本文 =>
▬▬▬▬▬▬▬▬▬▬

つまり、おれたちが日本の製造業をリードする
しかし考えてみればデイリーポータルZでは10年にわたってさまざまなアイデアを実現してきた。
iPhone5メガネ(しかし寝坊してiPhone5は買えず)
かっこいい鼻メガネ
車窓から夜景が見えるマシーン
しょうゆをかけ過ぎてくれる装置
どれも利益、それどころか実用性すら感じさせないピュアなプロダクトばかりである。あほの子をほめるときにしかたなく目がキレイと言うようなニュアンスでの、ピュアである。
そんな我々にMAKERSの出版元であるNHK出版が工作機械を用意してくれるという。レーザーカッター、3Dプリンタ、大判プリンタが1日使い放題だ。
高価な装置でろくでもないものを作るチャンスである。
高所恐怖症床を作る
工作機械を使わせてくれるのは
co-lab渋谷アトリエ。フリーのデザイナー、アーティスト向けのシェアオフィスである。
左が今回装置の使い方を教えてくれるco-labの山元史朗さん。デイリーポータルZからは林、べつやく、石川が参加。
アートやシェアといった横文字並ぶ世界でも昭和なポーズではじめる。
ここにはB0版が出せるプリンタがあるのだ。B0版はだいたい1メートル×1.4メートル。街の出力屋さんで出すと1枚1万円ぐらいする。冗談で出すには躊躇する値段である。
これで高いところから下を見た景色を印刷したい。その上に立ったら宙に浮いているように錯覚するのではないか。
そのために前日に東京タワーにのぼり見下ろす窓から写真を撮ってきた
ここから見下ろしたのが
この景色。これをB0で印刷しよう
B0のプリンタは思ったよりも速く印刷する。
10分ほどで印刷できてしまった(速度重視の設定にしてあります)。うちのプリンタよりも静かだったのがショックである。
ではこれを床に敷いて、靴を脱いであがってみる。 デジタルな試みだがヤンキーの車同様、土禁である。
………うーん
これはもしかして………
見えない。
宙に浮いているような感覚にはならない。でも周囲ではNHK出版の編集者3名が期待に満ちた目で見ている。困った。
告白しに行った友達を迎える中学生のような雰囲気だ。
「ど、どうだった?どうだった?」
ごめん、全然みえない!
だが僕らは中学生ではなく大人なので気遣いがある。
台に乗ったり写真に手を入れるなど工夫して「これならいけますよ」「そうですね!」「御社!」「弊社!」など励ましあった。
台の上に乗れば違うかもよ
手なんて出したらどうだろう
その甲斐あってようやく浮いてるような写真が撮れた。
落ちる~
キャー!
よく宇宙飛行士が自分だけが飛んだのではなくてチームワークの勝利だ、みたいなことを言うが僕もいま同じ気分だ。
ITと気遣いで人は飛べる。
どうでもいい写真を伸ばす
続いてB0で印刷するのはどうでもいい写真だ。写真展の写真がよく見えるのは大きくプリントされているからではないか。その疑いを検証したい。
サンプルはこれ
僕の写真フォルダからいちばんどうでもいい写真を持ってきた。とってつけたような帽子、散乱した食事、要らないフラッシュ、帰りたい気持ちがありありと分る表情。

▬▬▬▬▬▬▬▬▬▬

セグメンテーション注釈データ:
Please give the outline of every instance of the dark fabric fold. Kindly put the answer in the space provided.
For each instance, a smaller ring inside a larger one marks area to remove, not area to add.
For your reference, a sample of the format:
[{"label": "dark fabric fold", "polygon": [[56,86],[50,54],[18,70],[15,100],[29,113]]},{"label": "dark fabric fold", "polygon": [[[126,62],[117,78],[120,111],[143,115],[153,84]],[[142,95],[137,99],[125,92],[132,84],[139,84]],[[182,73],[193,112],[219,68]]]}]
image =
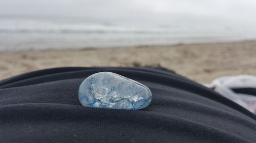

▬▬▬▬▬▬▬▬▬▬

小問 =>
本文の「だが僕らは中学生ではなく大人なので気遣いがある。」から「いか。その疑いを検証したい。」までをすべて、一字も変えずに書き写す。 解答には本文だけを使う。

解答 =>
だが僕らは中学生ではなく大人なので気遣いがある。
台に乗ったり写真に手を入れるなど工夫して「これならいけますよ」「そうですね!」「御社!」「弊社!」など励ましあった。
台の上に乗れば違うかもよ
手なんて出したらどうだろう
その甲斐あってようやく浮いてるような写真が撮れた。
落ちる~
キャー!
よく宇宙飛行士が自分だけが飛んだのではなくてチームワークの勝利だ、みたいなことを言うが僕もいま同じ気分だ。
ITと気遣いで人は飛べる。
どうでもいい写真を伸ばす
続いてB0で印刷するのはどうでもいい写真だ。写真展の写真がよく見えるのは大きくプリントされているからではないか。その疑いを検証したい。